**EXERCISE REQUIREMENTS**
Copy the listing that follows exactly. Its pictures do not belong in the copy.

--

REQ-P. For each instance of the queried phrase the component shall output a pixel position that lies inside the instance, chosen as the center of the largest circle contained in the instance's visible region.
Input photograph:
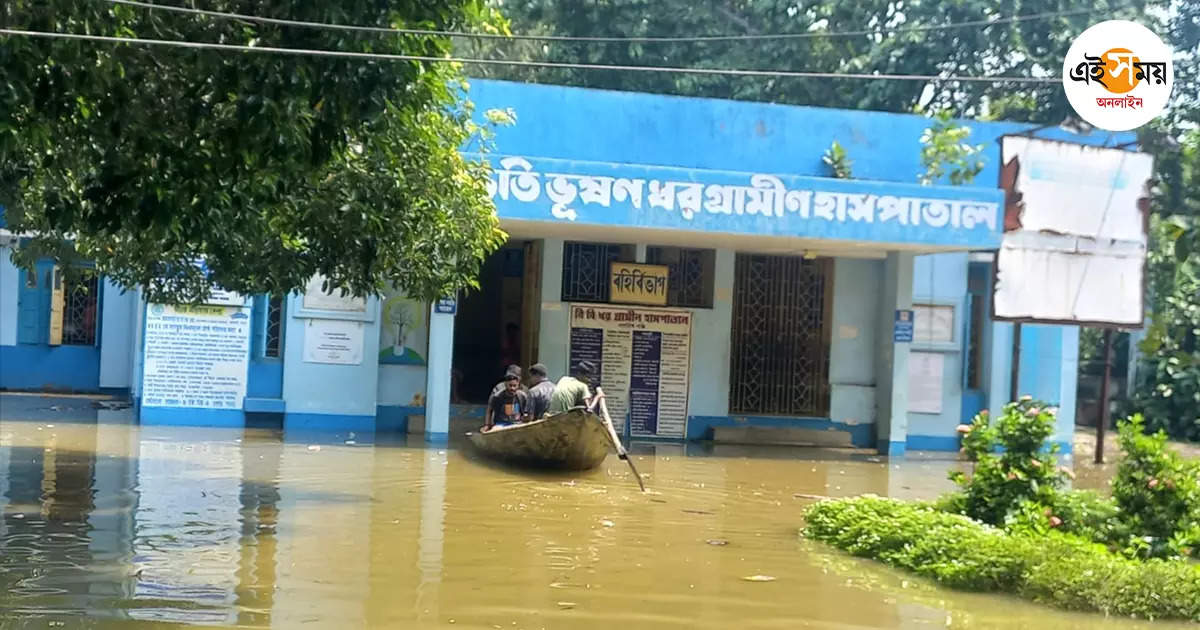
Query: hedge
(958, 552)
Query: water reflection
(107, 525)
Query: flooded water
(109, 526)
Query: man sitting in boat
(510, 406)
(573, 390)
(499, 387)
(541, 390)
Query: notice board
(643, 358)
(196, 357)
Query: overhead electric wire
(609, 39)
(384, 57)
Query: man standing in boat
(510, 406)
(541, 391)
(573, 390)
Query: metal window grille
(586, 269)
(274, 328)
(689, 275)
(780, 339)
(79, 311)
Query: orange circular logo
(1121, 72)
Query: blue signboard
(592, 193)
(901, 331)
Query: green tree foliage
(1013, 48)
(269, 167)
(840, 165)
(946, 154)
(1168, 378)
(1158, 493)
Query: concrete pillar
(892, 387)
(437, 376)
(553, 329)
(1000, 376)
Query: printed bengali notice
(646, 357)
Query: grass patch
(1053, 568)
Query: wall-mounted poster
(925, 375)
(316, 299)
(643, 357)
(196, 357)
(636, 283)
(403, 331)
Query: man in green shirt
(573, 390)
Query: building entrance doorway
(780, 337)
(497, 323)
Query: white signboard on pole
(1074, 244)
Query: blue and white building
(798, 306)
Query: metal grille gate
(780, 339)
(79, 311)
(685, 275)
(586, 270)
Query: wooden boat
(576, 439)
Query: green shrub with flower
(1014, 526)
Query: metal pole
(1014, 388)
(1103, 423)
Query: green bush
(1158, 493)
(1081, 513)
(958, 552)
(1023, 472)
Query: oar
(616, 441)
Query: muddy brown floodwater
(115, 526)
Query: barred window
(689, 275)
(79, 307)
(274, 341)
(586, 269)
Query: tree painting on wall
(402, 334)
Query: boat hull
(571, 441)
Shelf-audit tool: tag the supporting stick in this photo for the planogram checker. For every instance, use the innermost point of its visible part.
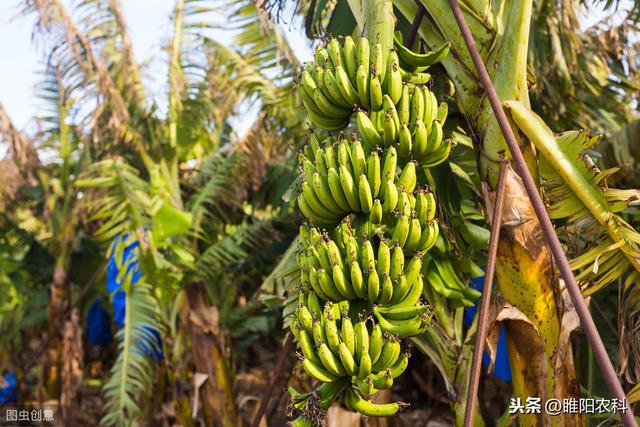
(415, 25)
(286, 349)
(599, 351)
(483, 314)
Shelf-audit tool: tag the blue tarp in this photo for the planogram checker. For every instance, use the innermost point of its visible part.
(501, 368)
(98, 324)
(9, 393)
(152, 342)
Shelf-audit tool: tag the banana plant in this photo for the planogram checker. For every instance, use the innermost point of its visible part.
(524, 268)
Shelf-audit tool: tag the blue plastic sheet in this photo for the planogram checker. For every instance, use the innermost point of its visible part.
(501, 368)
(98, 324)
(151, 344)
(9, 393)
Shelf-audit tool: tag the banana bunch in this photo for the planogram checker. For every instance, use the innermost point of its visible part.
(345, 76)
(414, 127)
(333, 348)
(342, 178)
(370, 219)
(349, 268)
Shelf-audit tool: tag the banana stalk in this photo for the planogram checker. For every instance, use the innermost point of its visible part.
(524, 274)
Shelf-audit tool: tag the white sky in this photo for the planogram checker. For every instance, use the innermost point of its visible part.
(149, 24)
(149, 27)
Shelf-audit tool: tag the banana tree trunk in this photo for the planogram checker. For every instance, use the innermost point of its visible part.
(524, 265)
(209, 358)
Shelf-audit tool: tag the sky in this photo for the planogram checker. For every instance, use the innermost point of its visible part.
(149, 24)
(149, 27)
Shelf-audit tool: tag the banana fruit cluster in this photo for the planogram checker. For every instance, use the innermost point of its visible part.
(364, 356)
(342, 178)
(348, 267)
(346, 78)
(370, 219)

--

**SOLUTION TO THE PROBLEM**
REQ-P. For each instance of the queried phrase the component shall output a pixel position that lies inside the instance, chosen as the center of the largest circle contained in the instance's visible region.
Input photograph:
Query: hedge
(958, 552)
Query: water reflection
(107, 525)
Query: flooded water
(109, 526)
Query: man sitting in boat
(510, 406)
(573, 390)
(499, 387)
(541, 390)
Query: notice board
(643, 358)
(196, 357)
Query: overhead electric wire
(609, 39)
(384, 57)
Query: man standing in boat
(510, 406)
(541, 391)
(573, 390)
Query: metal window grille
(586, 269)
(274, 328)
(689, 275)
(780, 339)
(79, 311)
Query: orange circular logo
(1121, 72)
Query: blue signboard
(592, 193)
(901, 331)
Query: green tree foliage
(1013, 48)
(269, 167)
(840, 165)
(946, 154)
(1168, 378)
(1158, 493)
Query: concrete pillar
(892, 387)
(437, 376)
(553, 329)
(1000, 376)
Query: printed bengali notice
(646, 357)
Query: grass patch
(1053, 568)
Query: wall-mounted poster
(925, 375)
(316, 299)
(643, 357)
(196, 357)
(636, 283)
(403, 331)
Query: man in green shirt
(573, 390)
Query: building entrance doorway
(780, 337)
(497, 323)
Query: white signboard on pole
(1074, 244)
Query: blue and white building
(798, 306)
Query: metal grille gate
(780, 339)
(79, 311)
(685, 275)
(586, 270)
Query: wooden boat
(576, 439)
Query: green shrub with flower
(1014, 526)
Query: metal pole
(1014, 388)
(1103, 423)
Query: green bush
(1158, 493)
(1081, 513)
(958, 552)
(1023, 472)
Query: oar
(616, 441)
Query: muddy brown floodwater
(115, 526)
Query: barred window
(689, 275)
(79, 307)
(274, 341)
(586, 269)
Query: tree painting on wall
(402, 334)
Query: boat hull
(571, 441)
Shelf-audit tool: tag the supporting stick in this photo for the planogram checker. For every instance, use the innermost point of its visible part.
(415, 25)
(286, 349)
(599, 351)
(483, 314)
Shelf-audit tool: tag the blue tarp in this photo for the planogram checker. For every instance, use the innermost point of its visible part.
(501, 368)
(98, 324)
(9, 393)
(152, 342)
Shelf-audit tool: tag the banana plant in this photo for the planogram checker. For every instance, use the innermost point of its visible part.
(524, 268)
Shelf-audit tool: tag the blue plastic sheet in this photo for the planogram checker. For every instance, use the innermost point of its visible part.
(501, 368)
(98, 324)
(151, 344)
(9, 393)
Shelf-audit tool: tag the banana bunch in this photo for the planogram checker. For every instance, use the innermost point of its visible part.
(345, 76)
(414, 127)
(333, 348)
(342, 178)
(370, 219)
(349, 268)
Shelf-audit tool: tag the banana stalk in this photo for the planogram checker. For every instance, use the innermost point of its visible part.
(524, 274)
Shelf-audit tool: tag the white sky in this photo for the planogram checker. For every instance, use the innermost point of its visible part.
(149, 24)
(149, 27)
Shelf-audit tool: tag the banana tree trunk in this photo for the planogram checker. For every instance, use the innermost point of its visible part.
(524, 265)
(209, 358)
Shelf-audit tool: tag the sky in this photo for the planogram checker. For every instance, use the innermost point of its visible part.
(149, 24)
(149, 27)
Shelf-audit tool: tag the banana fruit cluster in this photo for the planogram checker. For every instance, use the innermost point of its visible part.
(364, 356)
(342, 178)
(348, 267)
(346, 78)
(370, 219)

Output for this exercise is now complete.